## To do
Reproduce each of the following lines verbatim, omitting the pictures from your response.

## The records
_____
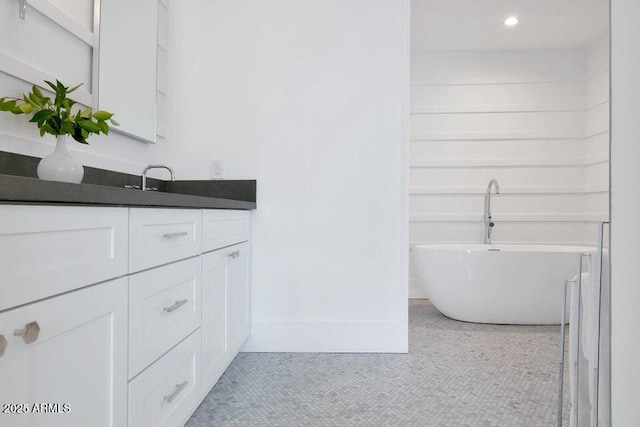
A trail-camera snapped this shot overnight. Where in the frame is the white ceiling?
[411,0,609,51]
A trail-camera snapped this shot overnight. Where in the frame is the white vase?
[38,135,84,184]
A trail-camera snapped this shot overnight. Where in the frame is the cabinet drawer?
[129,209,202,273]
[202,209,250,252]
[129,330,201,427]
[129,257,202,378]
[0,205,128,310]
[0,278,127,427]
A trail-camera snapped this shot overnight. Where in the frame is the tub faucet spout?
[484,179,500,243]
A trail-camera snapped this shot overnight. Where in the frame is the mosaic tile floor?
[187,300,568,427]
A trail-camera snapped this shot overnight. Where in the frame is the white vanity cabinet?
[0,205,250,427]
[202,242,251,394]
[0,278,127,427]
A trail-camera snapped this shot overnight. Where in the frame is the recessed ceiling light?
[504,16,520,27]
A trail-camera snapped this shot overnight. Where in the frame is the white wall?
[0,0,168,174]
[410,47,608,298]
[611,0,640,427]
[585,34,610,226]
[169,0,409,352]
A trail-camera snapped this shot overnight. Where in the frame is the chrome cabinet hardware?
[13,322,40,344]
[162,231,189,239]
[163,299,189,313]
[164,381,189,403]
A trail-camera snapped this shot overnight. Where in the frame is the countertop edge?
[0,175,257,210]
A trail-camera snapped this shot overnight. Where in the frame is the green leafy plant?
[0,80,118,144]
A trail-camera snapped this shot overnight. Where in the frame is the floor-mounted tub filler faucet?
[142,165,176,191]
[484,179,500,243]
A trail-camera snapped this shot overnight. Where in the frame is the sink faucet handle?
[142,165,176,191]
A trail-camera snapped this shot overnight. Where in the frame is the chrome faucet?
[484,179,500,243]
[142,165,176,191]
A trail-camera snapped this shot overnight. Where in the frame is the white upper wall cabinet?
[96,0,158,142]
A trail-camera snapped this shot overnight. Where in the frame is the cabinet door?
[0,205,128,310]
[202,243,251,393]
[201,248,233,394]
[227,243,251,357]
[0,278,127,427]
_____
## Reply to the exercise
A trail-camera snapped this shot overnight. Where in the frame is the white ceiling?
[411,0,609,51]
A trail-camera snapped this shot overnight. Where in the frame is the white vase?
[38,135,84,184]
A trail-camera snapped this shot overnight. Where in the frame is the cabinet drawer?
[129,209,202,273]
[202,209,250,252]
[129,330,201,427]
[129,257,202,378]
[0,205,128,310]
[0,278,127,427]
A trail-camera snapped this shot overnight. Where in the frame is the tub faucet spout?
[484,179,500,243]
A trail-camera snapped this shot overnight. Where in the frame is the mosaic tile floor?
[187,300,568,427]
A trail-camera snapped this shot overnight. Where in the frame is the white vanity cabinet?
[0,205,250,427]
[202,242,251,394]
[0,278,127,427]
A trail-camera snapped this shot overnight. Where in the frame is the recessed ceiling light?
[504,16,520,27]
A trail-camera snapped this shot overnight. Where in the frame is the white wall?
[0,0,168,174]
[410,47,608,298]
[611,0,640,427]
[585,34,610,226]
[169,0,409,352]
A trail-camera snapped this shot overnight. Where in the frame is the chrome cabinet hardware?
[13,322,40,344]
[162,231,189,239]
[163,299,189,313]
[164,381,189,403]
A trail-camera snapped this shot overnight. Where in the frame is the countertop edge?
[0,175,257,210]
A trail-camera snapped this shot overnight. Where in the frame is the green leafy plant?
[0,80,118,144]
A trail-camera snapped this shot overnight. Where in the frame is the floor-mounted tub filler faucet?
[142,165,176,191]
[484,179,500,243]
A trail-camera snapped this shot overnight. Where in the frame is the sink faucet handle?
[142,165,176,191]
A trail-camera snapped this shot overnight. Where in the frame is the chrome faucet?
[484,179,500,243]
[142,165,176,191]
A trail-camera snapped this shot overnight. Where in the frame is the white upper wall cabinet?
[96,0,158,142]
A trail-camera snapped this shot overnight. Where in the frame is the cabinet door?
[0,205,128,310]
[202,243,251,393]
[201,248,233,394]
[227,243,251,357]
[0,278,127,427]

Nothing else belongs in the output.